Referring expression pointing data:
::::

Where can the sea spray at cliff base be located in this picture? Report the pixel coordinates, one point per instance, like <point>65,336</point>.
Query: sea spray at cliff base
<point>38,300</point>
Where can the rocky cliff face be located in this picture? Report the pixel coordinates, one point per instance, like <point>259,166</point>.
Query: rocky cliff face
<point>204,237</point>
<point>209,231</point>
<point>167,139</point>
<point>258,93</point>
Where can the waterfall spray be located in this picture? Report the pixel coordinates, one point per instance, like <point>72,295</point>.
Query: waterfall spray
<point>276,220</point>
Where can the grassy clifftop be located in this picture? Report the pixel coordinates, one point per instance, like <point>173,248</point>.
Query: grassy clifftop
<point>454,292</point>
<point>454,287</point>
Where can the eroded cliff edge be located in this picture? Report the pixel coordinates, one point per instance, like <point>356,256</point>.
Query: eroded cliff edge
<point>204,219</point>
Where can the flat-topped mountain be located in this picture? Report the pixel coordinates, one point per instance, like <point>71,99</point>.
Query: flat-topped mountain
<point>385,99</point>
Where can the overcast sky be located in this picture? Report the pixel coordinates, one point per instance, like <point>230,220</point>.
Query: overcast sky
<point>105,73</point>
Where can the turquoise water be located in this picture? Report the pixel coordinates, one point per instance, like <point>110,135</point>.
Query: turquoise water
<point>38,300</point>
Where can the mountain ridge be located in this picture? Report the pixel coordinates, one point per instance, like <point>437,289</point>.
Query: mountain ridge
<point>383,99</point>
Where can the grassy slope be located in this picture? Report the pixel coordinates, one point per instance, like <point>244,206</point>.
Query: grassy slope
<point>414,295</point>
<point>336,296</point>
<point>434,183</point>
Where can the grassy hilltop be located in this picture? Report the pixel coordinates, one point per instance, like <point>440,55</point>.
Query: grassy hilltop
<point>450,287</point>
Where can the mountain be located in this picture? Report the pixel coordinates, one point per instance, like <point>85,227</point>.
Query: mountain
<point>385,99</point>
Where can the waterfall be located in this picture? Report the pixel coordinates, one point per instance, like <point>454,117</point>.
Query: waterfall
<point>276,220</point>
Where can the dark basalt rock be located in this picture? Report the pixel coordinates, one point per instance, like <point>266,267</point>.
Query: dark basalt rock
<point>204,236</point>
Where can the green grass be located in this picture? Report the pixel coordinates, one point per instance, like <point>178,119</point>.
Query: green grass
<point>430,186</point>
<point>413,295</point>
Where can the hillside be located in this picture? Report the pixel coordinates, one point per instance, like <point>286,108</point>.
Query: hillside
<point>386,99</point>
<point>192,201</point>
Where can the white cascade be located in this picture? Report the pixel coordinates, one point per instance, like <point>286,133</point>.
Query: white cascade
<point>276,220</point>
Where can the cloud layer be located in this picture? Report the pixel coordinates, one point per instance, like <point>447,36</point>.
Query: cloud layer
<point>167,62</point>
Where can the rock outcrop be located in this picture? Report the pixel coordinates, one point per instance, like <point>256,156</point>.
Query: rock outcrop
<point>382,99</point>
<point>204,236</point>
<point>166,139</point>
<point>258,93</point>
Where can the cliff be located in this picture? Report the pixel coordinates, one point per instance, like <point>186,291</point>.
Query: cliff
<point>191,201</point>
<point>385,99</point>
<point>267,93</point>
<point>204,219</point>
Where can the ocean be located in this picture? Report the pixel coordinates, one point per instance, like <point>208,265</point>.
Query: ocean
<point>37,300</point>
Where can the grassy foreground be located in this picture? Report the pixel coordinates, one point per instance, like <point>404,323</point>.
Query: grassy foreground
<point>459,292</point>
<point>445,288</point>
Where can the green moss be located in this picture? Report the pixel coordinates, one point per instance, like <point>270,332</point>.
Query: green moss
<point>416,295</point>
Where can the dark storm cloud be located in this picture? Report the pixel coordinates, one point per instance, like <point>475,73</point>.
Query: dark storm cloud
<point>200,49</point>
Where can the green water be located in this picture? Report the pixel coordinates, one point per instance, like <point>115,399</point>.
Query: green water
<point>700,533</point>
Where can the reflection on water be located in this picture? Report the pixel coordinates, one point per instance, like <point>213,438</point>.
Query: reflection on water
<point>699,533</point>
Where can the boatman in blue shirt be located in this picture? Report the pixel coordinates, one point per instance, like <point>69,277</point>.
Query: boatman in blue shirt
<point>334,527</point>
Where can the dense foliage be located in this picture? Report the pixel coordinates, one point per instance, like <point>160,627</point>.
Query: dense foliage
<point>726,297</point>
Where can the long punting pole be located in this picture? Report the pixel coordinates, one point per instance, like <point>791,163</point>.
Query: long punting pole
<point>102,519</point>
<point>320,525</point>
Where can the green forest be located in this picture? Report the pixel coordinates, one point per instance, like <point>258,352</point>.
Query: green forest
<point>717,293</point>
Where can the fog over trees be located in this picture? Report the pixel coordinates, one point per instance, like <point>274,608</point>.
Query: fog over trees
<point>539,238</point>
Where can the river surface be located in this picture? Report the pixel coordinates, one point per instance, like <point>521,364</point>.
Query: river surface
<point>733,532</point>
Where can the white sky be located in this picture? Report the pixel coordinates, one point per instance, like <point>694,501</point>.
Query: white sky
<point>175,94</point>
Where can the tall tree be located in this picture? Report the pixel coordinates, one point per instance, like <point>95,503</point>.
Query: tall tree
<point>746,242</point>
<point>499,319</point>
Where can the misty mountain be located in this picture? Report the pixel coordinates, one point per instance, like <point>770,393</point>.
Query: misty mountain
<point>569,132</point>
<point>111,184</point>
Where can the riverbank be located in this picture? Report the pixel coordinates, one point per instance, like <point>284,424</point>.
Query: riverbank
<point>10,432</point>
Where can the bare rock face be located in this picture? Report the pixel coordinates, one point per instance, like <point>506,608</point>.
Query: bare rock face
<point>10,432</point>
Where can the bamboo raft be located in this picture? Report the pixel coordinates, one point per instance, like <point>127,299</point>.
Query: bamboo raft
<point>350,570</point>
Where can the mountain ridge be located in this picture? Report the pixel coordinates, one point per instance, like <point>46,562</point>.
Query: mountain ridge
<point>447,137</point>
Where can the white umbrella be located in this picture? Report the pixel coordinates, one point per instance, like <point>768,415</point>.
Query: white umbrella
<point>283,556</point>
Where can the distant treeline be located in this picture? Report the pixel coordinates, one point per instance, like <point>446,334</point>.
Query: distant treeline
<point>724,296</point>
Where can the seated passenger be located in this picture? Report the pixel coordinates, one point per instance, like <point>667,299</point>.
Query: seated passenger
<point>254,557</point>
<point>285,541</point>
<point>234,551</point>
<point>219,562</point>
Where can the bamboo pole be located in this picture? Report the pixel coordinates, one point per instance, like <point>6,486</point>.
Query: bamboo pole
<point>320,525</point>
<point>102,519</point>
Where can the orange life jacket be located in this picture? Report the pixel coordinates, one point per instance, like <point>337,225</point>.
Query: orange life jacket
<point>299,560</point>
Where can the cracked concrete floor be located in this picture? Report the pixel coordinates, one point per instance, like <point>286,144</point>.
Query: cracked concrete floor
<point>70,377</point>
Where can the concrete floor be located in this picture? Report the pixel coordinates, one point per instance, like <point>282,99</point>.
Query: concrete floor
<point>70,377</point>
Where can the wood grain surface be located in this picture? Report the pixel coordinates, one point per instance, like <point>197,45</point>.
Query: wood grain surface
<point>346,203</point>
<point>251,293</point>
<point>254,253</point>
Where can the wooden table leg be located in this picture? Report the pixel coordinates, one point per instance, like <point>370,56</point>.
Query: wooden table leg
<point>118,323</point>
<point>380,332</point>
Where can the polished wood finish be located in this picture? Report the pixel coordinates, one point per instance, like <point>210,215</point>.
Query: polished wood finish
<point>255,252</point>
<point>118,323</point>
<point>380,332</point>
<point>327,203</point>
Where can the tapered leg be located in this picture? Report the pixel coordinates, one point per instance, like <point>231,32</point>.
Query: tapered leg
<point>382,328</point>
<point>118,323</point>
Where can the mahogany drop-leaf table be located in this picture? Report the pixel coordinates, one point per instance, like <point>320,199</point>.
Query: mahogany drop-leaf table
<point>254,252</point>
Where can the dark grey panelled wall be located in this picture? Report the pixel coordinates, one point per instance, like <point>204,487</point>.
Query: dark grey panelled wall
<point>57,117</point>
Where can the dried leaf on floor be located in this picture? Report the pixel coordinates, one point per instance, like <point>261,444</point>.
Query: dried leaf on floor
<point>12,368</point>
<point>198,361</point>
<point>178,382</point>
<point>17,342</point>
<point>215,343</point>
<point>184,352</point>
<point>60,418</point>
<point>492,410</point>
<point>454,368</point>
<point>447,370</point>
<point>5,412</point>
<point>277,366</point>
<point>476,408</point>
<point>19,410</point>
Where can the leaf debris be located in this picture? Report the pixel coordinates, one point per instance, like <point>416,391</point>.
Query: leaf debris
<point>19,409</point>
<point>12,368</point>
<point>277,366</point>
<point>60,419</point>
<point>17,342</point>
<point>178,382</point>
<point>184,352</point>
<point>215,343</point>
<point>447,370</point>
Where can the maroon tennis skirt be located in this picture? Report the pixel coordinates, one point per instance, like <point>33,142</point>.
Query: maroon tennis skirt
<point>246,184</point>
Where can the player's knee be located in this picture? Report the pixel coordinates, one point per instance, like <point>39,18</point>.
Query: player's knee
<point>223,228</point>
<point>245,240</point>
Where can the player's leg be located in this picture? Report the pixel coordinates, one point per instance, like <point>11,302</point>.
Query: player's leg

::::

(What the task asks):
Would you retype the lines above from the one with "Where can the grassy hilltop" down to the one with "Where can the green grass", word for word, both ends included and no other lines?

(Task response):
Where can the grassy hilltop be located in this picture? Report the pixel coordinates, one point per instance, like <point>440,55</point>.
Query: grassy hilltop
<point>450,287</point>
Where can the mountain be located in this picture? Report the pixel coordinates, one point per instance, like <point>85,227</point>.
Query: mountain
<point>385,99</point>
Where can the waterfall be located in this picture? Report the pixel coordinates, one point per instance, like <point>454,117</point>.
Query: waterfall
<point>276,220</point>
Where can the dark basalt rock be located in this picture? Report the pixel coordinates, one point per instance, like <point>266,267</point>.
Query: dark basalt rock
<point>204,236</point>
Where can the green grass be located in this picture? Report the pixel coordinates, one point per instance, like <point>178,119</point>.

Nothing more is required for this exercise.